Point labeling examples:
•••

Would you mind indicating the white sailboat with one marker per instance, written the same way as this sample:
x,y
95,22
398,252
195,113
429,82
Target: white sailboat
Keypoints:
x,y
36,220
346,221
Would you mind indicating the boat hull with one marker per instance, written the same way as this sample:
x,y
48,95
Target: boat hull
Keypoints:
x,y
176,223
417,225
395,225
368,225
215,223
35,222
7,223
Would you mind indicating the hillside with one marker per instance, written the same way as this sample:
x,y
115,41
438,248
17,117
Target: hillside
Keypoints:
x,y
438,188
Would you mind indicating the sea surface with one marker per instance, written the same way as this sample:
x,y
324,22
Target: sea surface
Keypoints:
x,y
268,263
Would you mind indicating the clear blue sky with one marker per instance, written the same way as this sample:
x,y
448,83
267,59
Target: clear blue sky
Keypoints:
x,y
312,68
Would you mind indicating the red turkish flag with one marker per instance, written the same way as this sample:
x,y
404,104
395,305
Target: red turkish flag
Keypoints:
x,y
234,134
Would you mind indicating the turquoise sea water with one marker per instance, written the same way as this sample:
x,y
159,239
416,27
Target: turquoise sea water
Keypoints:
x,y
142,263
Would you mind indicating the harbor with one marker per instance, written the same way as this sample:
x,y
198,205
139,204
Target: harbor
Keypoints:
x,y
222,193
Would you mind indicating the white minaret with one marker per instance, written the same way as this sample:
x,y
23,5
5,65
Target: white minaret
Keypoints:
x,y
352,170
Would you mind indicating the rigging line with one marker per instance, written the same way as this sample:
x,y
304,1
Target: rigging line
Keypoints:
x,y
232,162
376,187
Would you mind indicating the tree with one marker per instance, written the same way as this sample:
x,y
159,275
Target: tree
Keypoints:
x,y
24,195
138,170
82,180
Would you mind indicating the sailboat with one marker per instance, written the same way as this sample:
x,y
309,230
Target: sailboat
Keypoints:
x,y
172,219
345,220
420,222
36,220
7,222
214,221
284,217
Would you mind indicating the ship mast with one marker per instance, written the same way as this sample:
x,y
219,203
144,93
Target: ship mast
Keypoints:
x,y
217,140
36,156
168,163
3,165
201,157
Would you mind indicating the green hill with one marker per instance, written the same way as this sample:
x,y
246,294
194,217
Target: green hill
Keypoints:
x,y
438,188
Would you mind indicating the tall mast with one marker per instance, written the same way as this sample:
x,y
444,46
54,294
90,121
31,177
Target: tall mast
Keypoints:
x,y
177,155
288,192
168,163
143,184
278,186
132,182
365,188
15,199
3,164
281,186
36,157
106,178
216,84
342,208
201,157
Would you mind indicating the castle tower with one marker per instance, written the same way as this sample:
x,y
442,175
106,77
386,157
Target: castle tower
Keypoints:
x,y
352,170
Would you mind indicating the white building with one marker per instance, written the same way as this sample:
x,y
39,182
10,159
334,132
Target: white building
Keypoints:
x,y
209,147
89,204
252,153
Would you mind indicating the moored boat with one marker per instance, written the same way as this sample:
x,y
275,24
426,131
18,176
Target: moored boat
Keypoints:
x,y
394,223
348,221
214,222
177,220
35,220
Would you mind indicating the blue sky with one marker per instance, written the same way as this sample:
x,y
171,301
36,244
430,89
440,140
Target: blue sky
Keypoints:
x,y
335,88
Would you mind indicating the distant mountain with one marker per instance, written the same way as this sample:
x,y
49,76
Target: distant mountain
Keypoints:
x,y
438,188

•••

_Goal_
Print every one of the lines above again, identical to the original.

_Result of this exercise_
Would you mind indicating the white sailboat with one marker per instance, written the same way as this sample:
x,y
95,22
398,252
195,113
429,82
Target: white sailboat
Keypoints:
x,y
36,220
346,221
Would you mind indicating the boat hull with one marker per instance, written the same way as this sample:
x,y
48,95
Target: boat hull
Keypoints:
x,y
176,223
417,225
395,225
368,225
215,223
35,222
7,223
Would you mind indicating the hillside with one marker per instance, written the same way as this sample:
x,y
115,41
438,248
17,117
Target: hillside
Keypoints:
x,y
438,188
Would you mind indicating the sea surface with one marker per instance, written the same way as this sample:
x,y
324,22
Target: sea surface
Keypoints:
x,y
268,263
Would you mind indicating the clear blue sky with one marker per instance, written the same way as this sample:
x,y
448,83
267,59
Target: clear blue sky
Keypoints:
x,y
312,68
Would you mind indicating the red turkish flag with one marker per instance, written the same way as this sample:
x,y
404,104
395,305
Target: red turkish flag
Keypoints:
x,y
234,134
Would you mind indicating the turquoise sea water with one marker per instance, written the same way as this sample:
x,y
159,239
416,27
Target: turquoise sea water
Keypoints:
x,y
142,263
Would you mind indicating the harbor with one marker per instance, written the same way as this sample:
x,y
198,205
139,204
Target: harbor
Keypoints:
x,y
222,193
Would you mind indicating the white minaret with one marker per instance, written the same way as this sample:
x,y
23,5
5,65
Target: white minaret
Keypoints:
x,y
352,170
Would you mind indicating the rigging line with one marker per instance, written the same way as this sample:
x,y
304,1
Target: rigging line
Keypoints:
x,y
232,162
376,187
Would you mind indicating the tree with one marker per instance, written the same way as this sample:
x,y
159,275
Target: tree
Keypoints:
x,y
24,195
138,170
82,180
Would you mind indicating the sailboat with one marker per instance, written the same way as this sample:
x,y
309,230
Target: sailboat
Keypoints:
x,y
172,219
345,220
420,222
36,220
7,222
214,221
284,217
Would you mind indicating the ship mast with one marker per instance, written the same way as this sample:
x,y
219,203
144,93
Target: ship mast
Keypoints:
x,y
217,140
36,156
168,163
3,165
201,157
Would you mind indicating the green hill with one marker per instance, written the same way as this sample:
x,y
246,294
194,217
Target: green hill
Keypoints:
x,y
438,188
Would you mind indicating the tall mast with one marker per instance, written the same way as this sample:
x,y
444,46
54,294
90,121
31,177
Target: tall mast
Keypoints:
x,y
177,155
288,192
168,163
143,184
278,186
132,182
365,188
15,199
3,164
281,186
36,157
106,178
216,84
342,208
201,157
Would you mind indicating the castle tower with one marker per instance, written the same way as this sample:
x,y
442,175
106,77
386,157
Target: castle tower
Keypoints:
x,y
352,170
Would you mind indicating the white building with one marker per instance, written the same way as this sample:
x,y
39,182
10,159
334,132
Target: white building
Keypoints:
x,y
209,147
89,204
252,153
Would you mind indicating the moored boat with one marker per instance, written the same way as this sample:
x,y
275,24
426,131
18,176
Target: moored boat
Keypoints:
x,y
394,223
348,221
214,222
177,220
35,220
Would you mind indicating the blue sky with one marker per instance, written the same way as this sample:
x,y
171,301
36,244
430,89
440,140
Target: blue sky
Keypoints:
x,y
335,88
Would you mind indicating the distant mountain with one marker per instance, written the same way as this sample:
x,y
49,76
Target: distant mountain
Keypoints:
x,y
438,188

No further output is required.